THE PROBLEM =>
The lines from the start of the records through the one containing "of the hill." are to be restated word for word; please include both ends.

RECORD SET =>
╔══

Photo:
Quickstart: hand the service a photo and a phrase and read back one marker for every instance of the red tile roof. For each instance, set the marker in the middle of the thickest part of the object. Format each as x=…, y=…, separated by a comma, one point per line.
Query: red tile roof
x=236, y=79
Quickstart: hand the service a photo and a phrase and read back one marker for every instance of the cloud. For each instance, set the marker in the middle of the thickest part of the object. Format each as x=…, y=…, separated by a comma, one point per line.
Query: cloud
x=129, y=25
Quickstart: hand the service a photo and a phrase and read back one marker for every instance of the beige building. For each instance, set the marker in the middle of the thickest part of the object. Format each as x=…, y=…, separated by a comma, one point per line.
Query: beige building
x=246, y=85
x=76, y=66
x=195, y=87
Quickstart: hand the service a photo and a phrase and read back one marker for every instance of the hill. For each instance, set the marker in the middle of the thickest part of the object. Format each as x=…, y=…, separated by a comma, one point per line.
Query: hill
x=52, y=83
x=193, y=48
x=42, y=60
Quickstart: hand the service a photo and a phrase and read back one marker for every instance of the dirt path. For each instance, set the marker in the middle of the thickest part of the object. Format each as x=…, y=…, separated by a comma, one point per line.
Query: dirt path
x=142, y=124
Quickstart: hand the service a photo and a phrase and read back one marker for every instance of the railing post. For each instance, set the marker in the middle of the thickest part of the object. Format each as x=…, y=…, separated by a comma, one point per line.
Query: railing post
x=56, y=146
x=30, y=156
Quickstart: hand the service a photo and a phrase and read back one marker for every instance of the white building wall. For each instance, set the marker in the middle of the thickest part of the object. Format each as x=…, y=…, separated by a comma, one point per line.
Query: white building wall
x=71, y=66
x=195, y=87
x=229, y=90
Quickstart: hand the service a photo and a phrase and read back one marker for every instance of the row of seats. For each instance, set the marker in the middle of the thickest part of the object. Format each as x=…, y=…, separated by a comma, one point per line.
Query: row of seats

╚══

SOLUTION =>
Photo:
Quickstart: hand the service a photo and a phrase and read back one marker for every instance of the red tile roof. For each instance, set the marker in the middle of the thickest part of the object. Format each as x=…, y=…, separated by a comma, one point per line.
Query: red tile roof
x=236, y=79
Quickstart: hand the service a photo and a phrase and read back one marker for every instance of the cloud. For each instance, set the marker in the middle of the thickest part of the object. Format each as x=…, y=…, separated by a comma, one point per line.
Query: cloud
x=129, y=25
Quickstart: hand the service a photo and a phrase and read back one marker for every instance of the beige building. For each instance, set the marker in the middle of the thickest part of the object. Format each as x=…, y=…, separated by a comma, one point per line.
Query: beige building
x=246, y=85
x=76, y=66
x=195, y=87
Quickstart: hand the service a photo and a phrase and read back one marker for every instance of the hill. For each instance, set the marker in the middle of the thickest part of the object. Format each as x=…, y=…, separated by a comma, one point per line.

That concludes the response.